__Passage to read__:
===

It should be evident from the description so far that we’re dealing with a fair number of technologies. However, the good news is that 95% of the installation and configuration can be done with a few clicks of the mouse using the new PubNub Realtime Gateway for Azure Event Hubs ARM Template!

The PubNub Realtime Gateway for Azure Event Hubs ARM Template is a Microsoft Azure ARM template which expedites creation of the WebJob, PubNub/Azure Node.js Gateway Script, and Event Hubs. Using it, we’ll deploy the bulk of the system in just minutes.

With that in mind, the only manual setup and configuration will be that of the Power BI charting and Azure Stream Analytics components… the good news is that although they require a few more manual steps, they are still very easy to setup — you can expect the time required to stand the whole system up, end-to-end, to take about 30 minutes!

The Sample Sensor-network Data Stream

If you choose to use the provided sample sensor-network data stream (recommended for first time users), the following summarizes the [fictional] story and [not so fictional] composition of that data stream:

Connected Cities Inc. is in the business of enabling smart city functionality to cities around the globe. Running on the publicly available mspowerbi publish and subscribe keys, on channel sensor-network, their realtime data stream currently contains realtime environmental data from five different cities, each with attributes of:

  • Location / Geo (keyed by name, with lat/lon object data)
  • Temperature (in both F and C)
  • Humidity (%)
  • Barometric Pressure (mb)
  • Pollution Index
  • UV Index
  • Noise Level (dB)

===

__Data excerpts__:
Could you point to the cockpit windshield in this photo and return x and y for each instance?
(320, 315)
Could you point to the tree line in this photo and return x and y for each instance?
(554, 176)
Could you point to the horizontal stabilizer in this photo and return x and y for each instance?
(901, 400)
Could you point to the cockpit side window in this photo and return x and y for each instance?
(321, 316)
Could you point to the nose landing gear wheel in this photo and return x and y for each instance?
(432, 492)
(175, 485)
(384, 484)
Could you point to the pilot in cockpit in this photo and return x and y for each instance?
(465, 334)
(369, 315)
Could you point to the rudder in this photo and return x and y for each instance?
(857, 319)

===

__Problems to solve__:
**a.** How long does the PubNub gateway passage say it should take to set up the whole system end to end?
**b.** Copy the PubNub gateway passage word for word, starting at "If you choose" and ending at "both F and C)".
Base your work only on the PubNub gateway passage.

__Problem solutions__:
**a.** About 30 minutes.

**b.**
If you choose to use the provided sample sensor-network data stream (recommended for first time users), the following summarizes the [fictional] story and [not so fictional] composition of that data stream:

Connected Cities Inc. is in the business of enabling smart city functionality to cities around the globe. Running on the publicly available mspowerbi publish and subscribe keys, on channel sensor-network, their realtime data stream currently contains realtime environmental data from five different cities, each with attributes of:

  • Location / Geo (keyed by name, with lat/lon object data)
  • Temperature (in both F and C)